Exercise instructions: Search the material for the word "gauge" and copy each line that holds it.

- - -

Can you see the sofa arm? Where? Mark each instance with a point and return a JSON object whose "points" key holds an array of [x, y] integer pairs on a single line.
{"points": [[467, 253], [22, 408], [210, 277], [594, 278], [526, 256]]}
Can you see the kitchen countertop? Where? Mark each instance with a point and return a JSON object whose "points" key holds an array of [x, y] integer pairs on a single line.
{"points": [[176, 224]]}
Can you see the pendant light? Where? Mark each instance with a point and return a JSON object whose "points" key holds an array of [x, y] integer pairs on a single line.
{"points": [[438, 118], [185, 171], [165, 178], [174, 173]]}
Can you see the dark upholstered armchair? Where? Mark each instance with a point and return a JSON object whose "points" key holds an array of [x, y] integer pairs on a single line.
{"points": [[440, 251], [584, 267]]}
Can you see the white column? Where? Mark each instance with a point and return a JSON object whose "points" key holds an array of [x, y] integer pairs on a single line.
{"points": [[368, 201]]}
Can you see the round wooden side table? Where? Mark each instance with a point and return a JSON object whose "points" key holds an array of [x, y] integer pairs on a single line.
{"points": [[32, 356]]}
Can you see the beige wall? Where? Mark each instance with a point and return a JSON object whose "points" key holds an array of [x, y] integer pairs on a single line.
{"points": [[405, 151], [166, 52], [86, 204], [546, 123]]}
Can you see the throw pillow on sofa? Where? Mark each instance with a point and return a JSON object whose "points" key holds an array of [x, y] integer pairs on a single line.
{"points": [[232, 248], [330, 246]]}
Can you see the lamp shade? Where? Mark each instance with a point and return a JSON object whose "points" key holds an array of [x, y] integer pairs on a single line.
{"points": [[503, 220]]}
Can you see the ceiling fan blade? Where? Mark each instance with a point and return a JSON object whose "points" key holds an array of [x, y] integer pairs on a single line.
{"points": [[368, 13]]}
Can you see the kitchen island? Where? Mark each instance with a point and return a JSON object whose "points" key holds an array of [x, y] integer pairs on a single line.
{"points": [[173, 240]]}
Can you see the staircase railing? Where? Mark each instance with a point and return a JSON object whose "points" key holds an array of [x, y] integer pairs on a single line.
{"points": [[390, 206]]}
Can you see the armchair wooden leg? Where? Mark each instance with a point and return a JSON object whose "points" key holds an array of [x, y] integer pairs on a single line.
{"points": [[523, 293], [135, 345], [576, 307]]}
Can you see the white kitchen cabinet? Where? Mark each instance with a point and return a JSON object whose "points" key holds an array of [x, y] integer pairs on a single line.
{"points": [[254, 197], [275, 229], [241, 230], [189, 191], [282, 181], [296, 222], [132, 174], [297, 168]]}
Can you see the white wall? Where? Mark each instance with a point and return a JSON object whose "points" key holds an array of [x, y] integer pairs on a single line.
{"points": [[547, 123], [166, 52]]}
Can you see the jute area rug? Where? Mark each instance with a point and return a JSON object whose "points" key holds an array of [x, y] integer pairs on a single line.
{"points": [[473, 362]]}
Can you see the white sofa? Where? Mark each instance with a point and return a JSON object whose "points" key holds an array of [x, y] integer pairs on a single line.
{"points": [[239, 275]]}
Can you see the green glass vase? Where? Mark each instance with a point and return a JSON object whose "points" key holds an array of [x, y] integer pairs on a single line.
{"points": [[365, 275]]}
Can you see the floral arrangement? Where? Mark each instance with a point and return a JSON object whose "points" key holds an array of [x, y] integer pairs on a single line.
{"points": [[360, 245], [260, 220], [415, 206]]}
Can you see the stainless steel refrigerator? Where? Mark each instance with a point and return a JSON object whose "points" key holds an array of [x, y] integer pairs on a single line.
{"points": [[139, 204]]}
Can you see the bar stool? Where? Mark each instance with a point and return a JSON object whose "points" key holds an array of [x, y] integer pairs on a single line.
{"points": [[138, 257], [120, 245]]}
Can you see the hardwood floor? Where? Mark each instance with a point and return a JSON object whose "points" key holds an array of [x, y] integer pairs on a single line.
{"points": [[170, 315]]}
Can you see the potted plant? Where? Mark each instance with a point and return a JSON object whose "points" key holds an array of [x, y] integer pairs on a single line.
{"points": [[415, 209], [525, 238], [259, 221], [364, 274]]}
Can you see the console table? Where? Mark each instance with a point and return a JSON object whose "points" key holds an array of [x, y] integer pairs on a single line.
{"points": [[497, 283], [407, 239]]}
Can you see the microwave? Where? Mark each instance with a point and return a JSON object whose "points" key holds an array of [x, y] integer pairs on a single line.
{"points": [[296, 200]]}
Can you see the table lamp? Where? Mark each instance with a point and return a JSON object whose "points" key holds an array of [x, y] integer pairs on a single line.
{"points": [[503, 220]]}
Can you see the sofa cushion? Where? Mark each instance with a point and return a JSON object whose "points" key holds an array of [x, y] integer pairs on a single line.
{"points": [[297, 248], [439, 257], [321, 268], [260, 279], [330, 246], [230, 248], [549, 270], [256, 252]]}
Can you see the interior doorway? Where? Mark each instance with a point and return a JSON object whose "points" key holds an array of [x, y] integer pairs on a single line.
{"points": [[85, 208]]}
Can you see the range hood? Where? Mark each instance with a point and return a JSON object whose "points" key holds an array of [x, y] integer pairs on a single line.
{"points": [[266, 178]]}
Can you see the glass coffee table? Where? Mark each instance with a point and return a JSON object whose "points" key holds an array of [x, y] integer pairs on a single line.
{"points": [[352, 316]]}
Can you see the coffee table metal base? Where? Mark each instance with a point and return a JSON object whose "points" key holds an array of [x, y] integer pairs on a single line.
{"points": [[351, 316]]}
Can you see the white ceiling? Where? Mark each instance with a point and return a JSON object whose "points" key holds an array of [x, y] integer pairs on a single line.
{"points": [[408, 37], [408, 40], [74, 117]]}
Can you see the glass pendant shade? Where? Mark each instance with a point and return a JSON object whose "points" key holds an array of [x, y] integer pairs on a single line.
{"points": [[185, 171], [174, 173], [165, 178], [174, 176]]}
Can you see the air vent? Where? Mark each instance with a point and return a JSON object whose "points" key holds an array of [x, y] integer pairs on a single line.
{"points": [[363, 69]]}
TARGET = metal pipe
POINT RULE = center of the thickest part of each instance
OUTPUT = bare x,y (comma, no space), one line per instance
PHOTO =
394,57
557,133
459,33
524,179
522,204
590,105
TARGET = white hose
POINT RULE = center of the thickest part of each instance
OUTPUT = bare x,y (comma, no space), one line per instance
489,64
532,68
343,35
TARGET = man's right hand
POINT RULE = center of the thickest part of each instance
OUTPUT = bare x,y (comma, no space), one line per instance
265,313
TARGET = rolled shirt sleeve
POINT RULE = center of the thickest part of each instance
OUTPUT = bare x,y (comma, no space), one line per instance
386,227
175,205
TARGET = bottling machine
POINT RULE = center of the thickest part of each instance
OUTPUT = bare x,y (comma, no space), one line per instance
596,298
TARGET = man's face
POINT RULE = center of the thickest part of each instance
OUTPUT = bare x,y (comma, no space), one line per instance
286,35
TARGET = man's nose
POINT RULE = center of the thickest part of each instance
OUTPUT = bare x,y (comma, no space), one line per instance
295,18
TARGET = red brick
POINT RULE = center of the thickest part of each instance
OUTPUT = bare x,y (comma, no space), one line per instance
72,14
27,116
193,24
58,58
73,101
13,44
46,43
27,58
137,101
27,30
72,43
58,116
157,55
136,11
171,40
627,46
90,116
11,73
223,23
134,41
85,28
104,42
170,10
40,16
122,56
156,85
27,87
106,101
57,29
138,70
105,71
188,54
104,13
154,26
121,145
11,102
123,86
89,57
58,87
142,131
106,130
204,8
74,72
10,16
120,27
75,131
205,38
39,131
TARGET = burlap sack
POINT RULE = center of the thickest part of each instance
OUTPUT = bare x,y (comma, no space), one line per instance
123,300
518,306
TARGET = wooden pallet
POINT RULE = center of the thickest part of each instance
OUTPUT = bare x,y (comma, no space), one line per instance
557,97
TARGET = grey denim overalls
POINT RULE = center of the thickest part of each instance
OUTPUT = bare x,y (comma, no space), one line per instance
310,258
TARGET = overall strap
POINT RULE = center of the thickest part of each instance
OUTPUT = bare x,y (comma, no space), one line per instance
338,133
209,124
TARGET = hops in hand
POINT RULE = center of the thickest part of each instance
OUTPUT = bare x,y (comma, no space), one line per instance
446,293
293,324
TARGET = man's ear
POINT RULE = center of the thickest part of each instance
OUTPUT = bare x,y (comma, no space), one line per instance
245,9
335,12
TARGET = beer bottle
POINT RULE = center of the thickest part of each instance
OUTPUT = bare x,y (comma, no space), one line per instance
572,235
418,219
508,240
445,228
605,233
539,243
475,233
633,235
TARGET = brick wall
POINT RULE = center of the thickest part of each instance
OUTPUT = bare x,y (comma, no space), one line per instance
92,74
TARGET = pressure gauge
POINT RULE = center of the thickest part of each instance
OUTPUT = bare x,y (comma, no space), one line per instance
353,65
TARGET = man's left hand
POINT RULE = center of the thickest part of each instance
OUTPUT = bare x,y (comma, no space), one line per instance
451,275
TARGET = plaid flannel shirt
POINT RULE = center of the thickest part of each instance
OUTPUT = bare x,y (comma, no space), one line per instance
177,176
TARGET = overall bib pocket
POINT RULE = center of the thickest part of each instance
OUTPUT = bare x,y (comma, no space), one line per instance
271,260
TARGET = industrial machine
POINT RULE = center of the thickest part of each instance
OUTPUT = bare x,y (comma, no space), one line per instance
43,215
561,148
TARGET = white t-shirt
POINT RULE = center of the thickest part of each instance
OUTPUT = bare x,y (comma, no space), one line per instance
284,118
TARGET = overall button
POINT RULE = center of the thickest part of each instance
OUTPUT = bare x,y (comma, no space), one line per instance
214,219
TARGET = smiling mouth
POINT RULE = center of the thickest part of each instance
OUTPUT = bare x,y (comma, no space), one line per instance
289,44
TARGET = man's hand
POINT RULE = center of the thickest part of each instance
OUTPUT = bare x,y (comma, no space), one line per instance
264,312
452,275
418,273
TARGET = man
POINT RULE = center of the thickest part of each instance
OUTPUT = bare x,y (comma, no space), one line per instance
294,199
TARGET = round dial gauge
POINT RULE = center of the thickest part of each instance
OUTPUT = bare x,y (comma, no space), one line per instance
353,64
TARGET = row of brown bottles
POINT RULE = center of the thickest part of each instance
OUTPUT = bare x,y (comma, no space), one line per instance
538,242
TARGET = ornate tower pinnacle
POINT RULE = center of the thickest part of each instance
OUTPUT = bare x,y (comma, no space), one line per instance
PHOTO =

- - -

Response:
TARGET = pressure gauge
TARGET = round dial gauge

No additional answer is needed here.